Start

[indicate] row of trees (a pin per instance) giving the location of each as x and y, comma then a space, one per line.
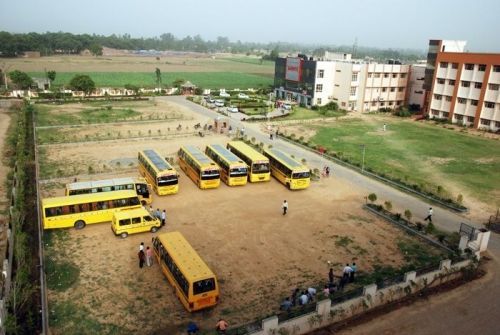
51, 43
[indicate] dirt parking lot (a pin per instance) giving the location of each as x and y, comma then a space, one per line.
258, 254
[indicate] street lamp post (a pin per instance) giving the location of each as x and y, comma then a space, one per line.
363, 160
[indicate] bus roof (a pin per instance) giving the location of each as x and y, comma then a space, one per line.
226, 154
198, 155
186, 258
103, 183
160, 163
85, 198
247, 150
285, 159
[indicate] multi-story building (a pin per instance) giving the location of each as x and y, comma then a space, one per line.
463, 87
353, 84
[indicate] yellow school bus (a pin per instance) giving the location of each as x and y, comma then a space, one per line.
287, 170
200, 168
194, 283
258, 163
116, 184
233, 170
161, 175
80, 210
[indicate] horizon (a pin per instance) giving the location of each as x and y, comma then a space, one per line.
322, 26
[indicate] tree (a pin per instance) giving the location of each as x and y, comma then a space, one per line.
20, 79
95, 49
51, 75
82, 82
158, 77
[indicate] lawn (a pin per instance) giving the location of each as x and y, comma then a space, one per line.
228, 80
417, 153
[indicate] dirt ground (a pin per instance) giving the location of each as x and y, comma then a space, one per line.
258, 254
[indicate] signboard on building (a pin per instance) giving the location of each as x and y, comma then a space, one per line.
294, 69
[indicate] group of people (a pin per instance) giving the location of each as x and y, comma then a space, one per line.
145, 256
162, 216
221, 326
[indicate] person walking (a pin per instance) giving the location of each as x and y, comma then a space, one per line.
163, 218
221, 326
285, 207
149, 257
142, 258
429, 217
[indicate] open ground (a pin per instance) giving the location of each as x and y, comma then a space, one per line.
258, 254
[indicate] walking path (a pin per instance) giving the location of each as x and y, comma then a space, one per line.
470, 309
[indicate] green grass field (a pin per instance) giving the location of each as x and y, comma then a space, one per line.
417, 153
228, 80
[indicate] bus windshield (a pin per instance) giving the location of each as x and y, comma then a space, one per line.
260, 167
210, 174
167, 180
203, 286
241, 171
300, 175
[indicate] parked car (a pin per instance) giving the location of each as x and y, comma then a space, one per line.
243, 96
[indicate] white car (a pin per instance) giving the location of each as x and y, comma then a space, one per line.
243, 96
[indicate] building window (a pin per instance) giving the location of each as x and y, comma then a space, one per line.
493, 87
489, 104
469, 67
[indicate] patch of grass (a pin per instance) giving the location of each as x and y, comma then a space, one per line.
418, 154
228, 80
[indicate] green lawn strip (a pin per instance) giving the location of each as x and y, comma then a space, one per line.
228, 80
418, 154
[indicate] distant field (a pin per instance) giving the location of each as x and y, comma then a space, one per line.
229, 80
419, 153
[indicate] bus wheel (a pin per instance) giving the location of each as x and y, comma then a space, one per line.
80, 224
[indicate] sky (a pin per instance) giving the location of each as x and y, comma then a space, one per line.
398, 24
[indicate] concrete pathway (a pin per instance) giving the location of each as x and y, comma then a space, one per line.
471, 309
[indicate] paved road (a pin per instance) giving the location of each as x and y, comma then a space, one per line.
471, 309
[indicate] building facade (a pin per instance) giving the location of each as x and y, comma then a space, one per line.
353, 84
464, 87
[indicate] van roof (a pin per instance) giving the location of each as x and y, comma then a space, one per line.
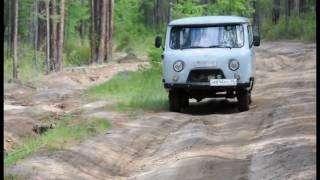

End

Work to do.
Select every line of the items above that contains the word "green". Case counts.

Output.
[indicate] green grass field (a pin per instance) giving the location of each as x and y, comma then a space, one per line.
[indicate] green lawn strip (a pin per instance) giving the location of each as x and y, comma then a space, one per line.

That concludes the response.